* **Exercise requirements**:
Starting at the line that contains "Could you indicate the rear", restate each line word for word through the final line of the data, keeping both ends.

* **Excerpted records**:
━━━━
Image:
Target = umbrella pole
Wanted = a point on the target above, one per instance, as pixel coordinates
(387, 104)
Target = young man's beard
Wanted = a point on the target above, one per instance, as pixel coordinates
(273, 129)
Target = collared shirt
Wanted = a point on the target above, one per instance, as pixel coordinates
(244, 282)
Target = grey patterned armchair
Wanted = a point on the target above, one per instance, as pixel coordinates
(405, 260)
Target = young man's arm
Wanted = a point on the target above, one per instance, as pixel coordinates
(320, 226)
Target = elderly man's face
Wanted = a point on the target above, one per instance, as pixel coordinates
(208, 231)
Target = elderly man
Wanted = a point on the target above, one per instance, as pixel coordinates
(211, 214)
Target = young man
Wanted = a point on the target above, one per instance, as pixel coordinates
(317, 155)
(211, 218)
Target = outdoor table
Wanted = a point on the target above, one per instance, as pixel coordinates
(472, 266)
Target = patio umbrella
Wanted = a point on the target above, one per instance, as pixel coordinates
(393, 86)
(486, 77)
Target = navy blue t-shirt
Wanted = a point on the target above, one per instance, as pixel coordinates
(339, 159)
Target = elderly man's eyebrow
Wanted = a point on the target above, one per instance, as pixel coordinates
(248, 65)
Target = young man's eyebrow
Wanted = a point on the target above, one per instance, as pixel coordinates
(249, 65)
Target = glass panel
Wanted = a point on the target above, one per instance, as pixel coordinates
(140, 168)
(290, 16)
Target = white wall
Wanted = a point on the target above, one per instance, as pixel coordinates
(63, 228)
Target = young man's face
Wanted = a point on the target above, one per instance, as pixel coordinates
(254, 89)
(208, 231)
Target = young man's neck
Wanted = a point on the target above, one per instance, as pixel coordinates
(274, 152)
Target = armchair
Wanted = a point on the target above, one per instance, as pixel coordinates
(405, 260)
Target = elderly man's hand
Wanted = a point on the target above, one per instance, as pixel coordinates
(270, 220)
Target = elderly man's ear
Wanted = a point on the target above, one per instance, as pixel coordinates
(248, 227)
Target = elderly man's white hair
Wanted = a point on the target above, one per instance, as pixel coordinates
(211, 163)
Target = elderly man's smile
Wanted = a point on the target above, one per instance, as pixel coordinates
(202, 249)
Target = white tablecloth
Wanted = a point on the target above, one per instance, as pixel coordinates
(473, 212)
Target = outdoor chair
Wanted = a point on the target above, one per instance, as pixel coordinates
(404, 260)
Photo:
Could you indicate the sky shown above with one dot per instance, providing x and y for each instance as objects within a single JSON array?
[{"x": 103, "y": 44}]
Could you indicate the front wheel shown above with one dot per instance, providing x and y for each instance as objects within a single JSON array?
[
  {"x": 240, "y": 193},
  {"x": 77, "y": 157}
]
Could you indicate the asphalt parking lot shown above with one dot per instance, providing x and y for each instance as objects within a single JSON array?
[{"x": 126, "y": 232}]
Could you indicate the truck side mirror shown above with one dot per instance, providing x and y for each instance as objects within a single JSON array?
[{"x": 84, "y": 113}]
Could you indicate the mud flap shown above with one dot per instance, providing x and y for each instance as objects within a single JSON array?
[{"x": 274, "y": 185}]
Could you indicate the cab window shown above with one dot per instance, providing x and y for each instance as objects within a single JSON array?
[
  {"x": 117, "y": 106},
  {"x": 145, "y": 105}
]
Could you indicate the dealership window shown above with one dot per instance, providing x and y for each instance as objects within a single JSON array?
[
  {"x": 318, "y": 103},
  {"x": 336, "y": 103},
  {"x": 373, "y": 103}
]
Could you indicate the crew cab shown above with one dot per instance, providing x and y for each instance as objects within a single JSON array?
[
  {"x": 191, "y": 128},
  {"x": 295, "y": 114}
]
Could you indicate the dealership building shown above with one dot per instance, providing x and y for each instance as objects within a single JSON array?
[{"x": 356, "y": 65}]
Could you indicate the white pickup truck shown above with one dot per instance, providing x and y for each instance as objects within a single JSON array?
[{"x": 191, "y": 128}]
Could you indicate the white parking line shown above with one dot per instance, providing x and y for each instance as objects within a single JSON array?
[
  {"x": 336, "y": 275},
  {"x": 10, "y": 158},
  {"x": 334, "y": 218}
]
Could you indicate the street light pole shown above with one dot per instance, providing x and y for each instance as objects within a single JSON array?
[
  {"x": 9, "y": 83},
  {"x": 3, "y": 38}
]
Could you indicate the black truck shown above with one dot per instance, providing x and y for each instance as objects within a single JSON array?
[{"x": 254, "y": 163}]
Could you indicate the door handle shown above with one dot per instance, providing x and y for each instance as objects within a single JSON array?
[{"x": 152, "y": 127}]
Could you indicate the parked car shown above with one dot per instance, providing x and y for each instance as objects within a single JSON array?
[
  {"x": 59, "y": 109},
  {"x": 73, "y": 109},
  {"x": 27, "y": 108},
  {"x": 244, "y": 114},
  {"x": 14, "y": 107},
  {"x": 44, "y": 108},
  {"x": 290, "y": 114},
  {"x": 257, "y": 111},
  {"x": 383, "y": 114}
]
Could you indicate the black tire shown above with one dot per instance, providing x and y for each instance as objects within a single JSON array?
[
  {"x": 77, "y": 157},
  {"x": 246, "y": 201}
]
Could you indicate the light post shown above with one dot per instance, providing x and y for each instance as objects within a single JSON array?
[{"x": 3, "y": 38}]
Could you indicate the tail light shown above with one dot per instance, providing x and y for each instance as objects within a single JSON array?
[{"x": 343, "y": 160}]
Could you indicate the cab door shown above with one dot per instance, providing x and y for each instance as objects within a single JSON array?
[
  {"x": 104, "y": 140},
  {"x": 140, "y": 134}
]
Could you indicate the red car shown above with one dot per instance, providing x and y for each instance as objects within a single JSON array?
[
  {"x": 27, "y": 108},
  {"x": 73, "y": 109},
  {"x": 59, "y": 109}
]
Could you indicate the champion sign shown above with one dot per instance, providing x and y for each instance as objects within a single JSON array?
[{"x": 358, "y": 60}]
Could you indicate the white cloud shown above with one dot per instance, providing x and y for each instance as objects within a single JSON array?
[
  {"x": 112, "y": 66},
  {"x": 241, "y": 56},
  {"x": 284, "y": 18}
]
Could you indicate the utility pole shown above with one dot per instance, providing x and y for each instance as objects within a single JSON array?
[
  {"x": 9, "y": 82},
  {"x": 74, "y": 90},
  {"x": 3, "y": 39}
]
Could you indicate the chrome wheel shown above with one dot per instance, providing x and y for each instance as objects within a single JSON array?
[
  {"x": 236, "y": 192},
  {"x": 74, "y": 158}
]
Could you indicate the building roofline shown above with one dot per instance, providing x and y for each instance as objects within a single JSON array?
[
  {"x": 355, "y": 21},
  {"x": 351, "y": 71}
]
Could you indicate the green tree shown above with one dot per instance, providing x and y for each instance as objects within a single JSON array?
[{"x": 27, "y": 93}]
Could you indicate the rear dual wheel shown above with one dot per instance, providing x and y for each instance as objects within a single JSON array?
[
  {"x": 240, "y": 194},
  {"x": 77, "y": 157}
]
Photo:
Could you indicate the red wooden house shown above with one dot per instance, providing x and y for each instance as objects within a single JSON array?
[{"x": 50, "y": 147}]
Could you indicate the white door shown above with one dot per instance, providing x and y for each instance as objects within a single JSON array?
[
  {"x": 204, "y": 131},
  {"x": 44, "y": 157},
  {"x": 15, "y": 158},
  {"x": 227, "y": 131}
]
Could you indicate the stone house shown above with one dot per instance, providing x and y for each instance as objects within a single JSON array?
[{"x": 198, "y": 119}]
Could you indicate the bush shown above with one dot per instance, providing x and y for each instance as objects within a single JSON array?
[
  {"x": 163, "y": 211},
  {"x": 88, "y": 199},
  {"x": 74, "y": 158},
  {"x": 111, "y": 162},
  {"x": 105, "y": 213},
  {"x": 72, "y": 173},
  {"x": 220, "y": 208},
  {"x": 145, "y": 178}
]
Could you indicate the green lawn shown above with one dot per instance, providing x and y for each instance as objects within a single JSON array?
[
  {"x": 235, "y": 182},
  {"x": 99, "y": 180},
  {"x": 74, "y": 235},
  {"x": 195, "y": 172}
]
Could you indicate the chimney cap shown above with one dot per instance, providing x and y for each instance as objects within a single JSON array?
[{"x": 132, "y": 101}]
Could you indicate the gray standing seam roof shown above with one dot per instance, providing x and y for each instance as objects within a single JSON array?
━━━━
* **Exercise result**:
Could you indicate the rear dual wheel shown above with one dot per instance, providing x and y for each instance as objects within a single JSON array?
[
  {"x": 240, "y": 194},
  {"x": 77, "y": 157}
]
Photo:
Could you indicate the red wooden house shown above with one dot per instance, providing x and y for each instance as objects within a single JSON array?
[{"x": 50, "y": 147}]
Could you indicate the white door shown above with one dot per instance, providing x and y for each instance as objects within a single JSON array?
[
  {"x": 204, "y": 131},
  {"x": 44, "y": 157},
  {"x": 15, "y": 158},
  {"x": 227, "y": 131}
]
Could you indicate the stone house shown above with one dot per instance, providing x and y for each instance as objects within a single JSON array?
[{"x": 198, "y": 119}]
Could you indicate the bush shown above with one dot per instance, providing x and y for each instance as objects within a single JSON array?
[
  {"x": 163, "y": 211},
  {"x": 88, "y": 199},
  {"x": 74, "y": 158},
  {"x": 111, "y": 162},
  {"x": 105, "y": 213},
  {"x": 72, "y": 173},
  {"x": 220, "y": 208},
  {"x": 145, "y": 178}
]
Could you indicate the green lawn shown above with one dot per instance, providing x and y for each instance as objects within a single JSON array?
[
  {"x": 235, "y": 182},
  {"x": 99, "y": 180},
  {"x": 74, "y": 235},
  {"x": 195, "y": 172}
]
Could you indicate the chimney cap shown above with one dot per instance, providing x and y for each instance as objects within a single JSON array?
[{"x": 132, "y": 101}]
Could you indicate the gray standing seam roof shown above with one dot per instance, providing x and y for each instance as objects within a single JSON array?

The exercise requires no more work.